**SHORT EXERCISE**
Pull out each line of the material below that contains the word "older". Case must match.

## start SUPPLIED MATERIAL

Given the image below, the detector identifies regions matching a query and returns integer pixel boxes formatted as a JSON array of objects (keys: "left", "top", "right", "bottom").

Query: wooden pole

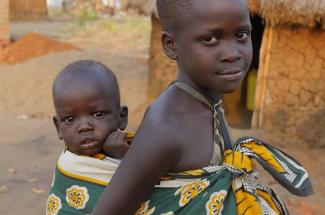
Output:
[{"left": 0, "top": 0, "right": 10, "bottom": 41}]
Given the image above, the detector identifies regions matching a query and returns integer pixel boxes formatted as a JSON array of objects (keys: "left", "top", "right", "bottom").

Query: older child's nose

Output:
[{"left": 220, "top": 43, "right": 242, "bottom": 62}]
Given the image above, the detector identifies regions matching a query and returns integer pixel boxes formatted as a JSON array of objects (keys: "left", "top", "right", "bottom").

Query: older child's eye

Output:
[
  {"left": 203, "top": 36, "right": 219, "bottom": 46},
  {"left": 63, "top": 116, "right": 75, "bottom": 124},
  {"left": 236, "top": 31, "right": 249, "bottom": 42},
  {"left": 93, "top": 111, "right": 106, "bottom": 119}
]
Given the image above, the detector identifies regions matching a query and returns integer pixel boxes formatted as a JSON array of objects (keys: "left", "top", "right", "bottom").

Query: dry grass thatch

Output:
[{"left": 127, "top": 0, "right": 325, "bottom": 29}]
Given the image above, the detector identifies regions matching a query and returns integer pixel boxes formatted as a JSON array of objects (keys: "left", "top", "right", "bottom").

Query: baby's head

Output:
[
  {"left": 52, "top": 60, "right": 128, "bottom": 156},
  {"left": 157, "top": 0, "right": 252, "bottom": 94}
]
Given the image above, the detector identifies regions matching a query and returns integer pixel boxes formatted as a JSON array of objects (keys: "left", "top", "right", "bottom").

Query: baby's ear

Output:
[
  {"left": 119, "top": 106, "right": 129, "bottom": 131},
  {"left": 161, "top": 31, "right": 177, "bottom": 60},
  {"left": 53, "top": 116, "right": 63, "bottom": 140}
]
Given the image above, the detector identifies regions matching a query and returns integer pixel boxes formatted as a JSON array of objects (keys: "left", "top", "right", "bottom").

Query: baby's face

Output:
[
  {"left": 176, "top": 0, "right": 252, "bottom": 94},
  {"left": 54, "top": 82, "right": 119, "bottom": 156}
]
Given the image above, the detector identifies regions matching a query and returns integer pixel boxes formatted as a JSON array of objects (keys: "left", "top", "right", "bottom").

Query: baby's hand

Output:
[{"left": 103, "top": 130, "right": 130, "bottom": 159}]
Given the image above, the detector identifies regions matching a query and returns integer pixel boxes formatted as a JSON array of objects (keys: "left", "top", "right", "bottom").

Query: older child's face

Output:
[
  {"left": 54, "top": 80, "right": 119, "bottom": 156},
  {"left": 175, "top": 0, "right": 252, "bottom": 93}
]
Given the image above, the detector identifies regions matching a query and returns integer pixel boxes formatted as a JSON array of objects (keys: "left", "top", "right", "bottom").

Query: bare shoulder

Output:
[{"left": 93, "top": 88, "right": 182, "bottom": 215}]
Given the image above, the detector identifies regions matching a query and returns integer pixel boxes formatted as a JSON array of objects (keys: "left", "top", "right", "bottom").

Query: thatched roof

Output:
[{"left": 128, "top": 0, "right": 325, "bottom": 29}]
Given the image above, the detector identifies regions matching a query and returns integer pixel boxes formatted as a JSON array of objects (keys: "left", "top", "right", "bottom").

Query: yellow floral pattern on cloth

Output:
[
  {"left": 46, "top": 194, "right": 62, "bottom": 215},
  {"left": 242, "top": 141, "right": 285, "bottom": 173},
  {"left": 205, "top": 190, "right": 227, "bottom": 215},
  {"left": 175, "top": 179, "right": 210, "bottom": 207},
  {"left": 134, "top": 201, "right": 155, "bottom": 215},
  {"left": 65, "top": 185, "right": 89, "bottom": 209}
]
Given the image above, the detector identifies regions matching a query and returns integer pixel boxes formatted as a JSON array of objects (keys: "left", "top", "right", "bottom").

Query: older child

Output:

## end SUPPLIED MATERIAL

**ANSWER TO THIS EXERCISE**
Query: older child's nose
Query: older child's eye
Query: older child's face
Query: older child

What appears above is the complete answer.